§ **Ações a realizar**:
[1] Responda às perguntas seguintes com base no excerto sobre o direito de remição:
(a) Em que modalidade de venda se aplica o prazo indicado no ponto I?
(b) Quantos dias tem o prazo contado do termo do prazo do proponente faltoso?
(c) Segundo o ponto II, de que deve ser acompanhado o exercício deste direito?
[2] Reproduza fielmente o trecho do excerto sobre o direito de remição, começando nas palavras que contêm "I- O direito" e terminando após "nº2 do C.P.C.).".

§ **Excerto selecionado**:
┄┄┄┄┄┄┄┄┄┄

I- O direito de remição, nas vendas por propostas em carta fechada pode ser exercido até á emissão do titulo de transmissão do bem ao proponente ou no prazo de cinco dias contados do termo do prazo do proponente faltoso, ou seja, do termo do prazo para este depositar o preço oferecido (artº 843, nº1 al. a) do C.P.C.).
II-O exercício deste direito deve ser acompanhado do depósito do preço e da indemnização que seja devida se o direito não tiver sido exercido no acto de abertura das propostas (artº 825, nº3 do C.P.C.) sem o qual este requerimento não poderá ser atendido, salvo nos casos especialmente previstos na lei (artº 843, nº2 do C.P.C.).

┄┄┄┄┄┄┄┄┄┄

(Registos de indicação de objetos nomeados)
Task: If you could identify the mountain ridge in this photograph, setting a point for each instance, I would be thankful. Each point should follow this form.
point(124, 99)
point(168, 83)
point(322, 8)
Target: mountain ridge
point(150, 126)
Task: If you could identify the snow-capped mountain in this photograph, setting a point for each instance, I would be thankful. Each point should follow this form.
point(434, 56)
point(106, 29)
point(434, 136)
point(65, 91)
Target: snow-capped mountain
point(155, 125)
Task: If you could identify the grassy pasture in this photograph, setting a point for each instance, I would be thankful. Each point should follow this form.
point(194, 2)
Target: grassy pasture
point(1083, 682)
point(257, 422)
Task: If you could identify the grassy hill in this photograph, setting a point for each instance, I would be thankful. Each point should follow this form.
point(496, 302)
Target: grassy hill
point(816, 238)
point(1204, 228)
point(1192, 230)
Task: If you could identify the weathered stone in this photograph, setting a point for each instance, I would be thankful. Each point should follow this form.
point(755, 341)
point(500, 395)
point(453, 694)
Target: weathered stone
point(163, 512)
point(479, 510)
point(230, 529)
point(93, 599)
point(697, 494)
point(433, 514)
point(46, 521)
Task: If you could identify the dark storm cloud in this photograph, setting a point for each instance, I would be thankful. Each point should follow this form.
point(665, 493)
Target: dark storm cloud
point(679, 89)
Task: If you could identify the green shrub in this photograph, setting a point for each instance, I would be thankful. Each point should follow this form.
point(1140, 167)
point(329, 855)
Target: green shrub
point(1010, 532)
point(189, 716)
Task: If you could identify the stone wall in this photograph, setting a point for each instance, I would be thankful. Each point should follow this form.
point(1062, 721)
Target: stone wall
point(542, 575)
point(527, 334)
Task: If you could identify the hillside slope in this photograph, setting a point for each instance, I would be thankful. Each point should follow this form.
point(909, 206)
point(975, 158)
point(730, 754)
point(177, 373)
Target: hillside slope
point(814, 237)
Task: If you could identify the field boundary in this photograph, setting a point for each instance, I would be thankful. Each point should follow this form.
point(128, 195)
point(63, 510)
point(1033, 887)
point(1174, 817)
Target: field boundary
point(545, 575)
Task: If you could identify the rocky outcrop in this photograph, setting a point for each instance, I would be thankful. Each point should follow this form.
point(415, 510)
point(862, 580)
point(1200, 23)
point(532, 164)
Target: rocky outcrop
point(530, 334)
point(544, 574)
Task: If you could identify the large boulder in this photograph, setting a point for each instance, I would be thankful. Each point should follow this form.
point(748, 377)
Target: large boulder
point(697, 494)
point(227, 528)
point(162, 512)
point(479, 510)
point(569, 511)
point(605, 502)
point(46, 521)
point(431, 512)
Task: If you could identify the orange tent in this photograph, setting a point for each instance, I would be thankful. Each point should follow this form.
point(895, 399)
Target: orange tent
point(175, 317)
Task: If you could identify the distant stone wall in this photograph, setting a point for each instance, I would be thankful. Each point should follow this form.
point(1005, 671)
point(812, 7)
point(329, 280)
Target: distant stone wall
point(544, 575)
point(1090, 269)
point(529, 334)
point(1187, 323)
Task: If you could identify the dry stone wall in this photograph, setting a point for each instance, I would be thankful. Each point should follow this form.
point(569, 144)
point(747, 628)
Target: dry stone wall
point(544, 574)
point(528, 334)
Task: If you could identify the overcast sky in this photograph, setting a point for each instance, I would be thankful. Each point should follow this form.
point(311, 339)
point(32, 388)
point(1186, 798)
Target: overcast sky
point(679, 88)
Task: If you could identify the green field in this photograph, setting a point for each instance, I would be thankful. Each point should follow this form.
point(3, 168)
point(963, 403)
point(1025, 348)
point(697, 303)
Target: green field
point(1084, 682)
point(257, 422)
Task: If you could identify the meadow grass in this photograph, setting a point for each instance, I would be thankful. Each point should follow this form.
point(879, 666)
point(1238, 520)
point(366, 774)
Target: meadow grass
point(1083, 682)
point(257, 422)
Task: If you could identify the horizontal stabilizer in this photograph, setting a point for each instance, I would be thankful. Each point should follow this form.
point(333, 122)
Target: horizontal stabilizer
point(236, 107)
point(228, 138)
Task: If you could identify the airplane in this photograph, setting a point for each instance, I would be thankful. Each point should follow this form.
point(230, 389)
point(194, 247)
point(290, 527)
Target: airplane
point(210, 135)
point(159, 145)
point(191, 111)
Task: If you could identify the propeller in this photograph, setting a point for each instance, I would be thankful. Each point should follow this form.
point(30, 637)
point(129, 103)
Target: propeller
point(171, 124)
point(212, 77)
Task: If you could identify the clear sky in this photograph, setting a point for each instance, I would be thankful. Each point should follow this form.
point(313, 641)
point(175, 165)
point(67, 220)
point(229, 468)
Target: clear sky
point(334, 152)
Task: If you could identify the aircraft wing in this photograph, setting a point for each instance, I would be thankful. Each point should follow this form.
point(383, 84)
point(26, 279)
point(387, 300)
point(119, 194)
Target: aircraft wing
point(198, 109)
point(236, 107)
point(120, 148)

┄┄┄┄┄┄┄┄┄┄

§ **Respostas por tarefa**:
[1]
(a) Nas vendas por propostas em carta fechada.
(b) Cinco dias.
(c) Do depósito do preço e da indemnização que seja devida, caso o direito não tenha sido exercido no acto de abertura das propostas.

[2]
I- O direito de remição, nas vendas por propostas em carta fechada pode ser exercido até á emissão do titulo de transmissão do bem ao proponente ou no prazo de cinco dias contados do termo do prazo do proponente faltoso, ou seja, do termo do prazo para este depositar o preço oferecido (artº 843, nº1 al. a) do C.P.C.).
II-O exercício deste direito deve ser acompanhado do depósito do preço e da indemnização que seja devida se o direito não tiver sido exercido no acto de abertura das propostas (artº 825, nº3 do C.P.C.) sem o qual este requerimento não poderá ser atendido, salvo nos casos especialmente previstos na lei (artº 843, nº2 do C.P.C.).